# [THE RECORDS]

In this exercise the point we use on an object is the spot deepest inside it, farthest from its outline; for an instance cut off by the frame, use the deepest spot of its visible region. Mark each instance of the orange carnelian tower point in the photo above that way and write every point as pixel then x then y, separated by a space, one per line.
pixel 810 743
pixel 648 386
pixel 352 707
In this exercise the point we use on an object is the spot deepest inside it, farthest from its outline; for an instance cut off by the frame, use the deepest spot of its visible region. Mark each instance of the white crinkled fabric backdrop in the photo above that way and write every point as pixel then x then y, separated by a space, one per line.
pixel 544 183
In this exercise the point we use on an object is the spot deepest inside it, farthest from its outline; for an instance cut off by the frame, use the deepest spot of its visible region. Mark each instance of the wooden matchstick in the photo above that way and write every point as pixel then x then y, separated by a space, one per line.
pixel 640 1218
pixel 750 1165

# [DIRECTION]
Render the lines above as a numbered list, omitting any blank lines.

# [ANSWER IN FULL]
1. In this exercise the point we use on an object is the spot deepest inside it, farthest from its outline; for an instance cut off by the frame, use the deepest spot of its visible region. Mark each instance of the orange carnelian tower point in the photo above that way and write every point as pixel then x then y, separated by a space, one per line.
2. pixel 810 743
3. pixel 648 386
4. pixel 352 707
5. In this exercise the point we use on an object is the spot deepest inside it, farthest from its outline; for an instance cut off by the frame, use the deepest spot of its visible region. Mark each instance of the white crinkled fabric backdrop in the photo above that way and write every point as pixel then x then y, separated by a space, one per line.
6. pixel 544 183
7. In this exercise the point we use on an object is the spot deepest inside it, farthest from its outline; for an instance cut off by the frame, use the deepest spot of its visible region. Mark each instance of the wooden matchstick in the photo above that way and write every point as pixel then x then y, separated by a space, one per line.
8. pixel 640 1218
9. pixel 750 1165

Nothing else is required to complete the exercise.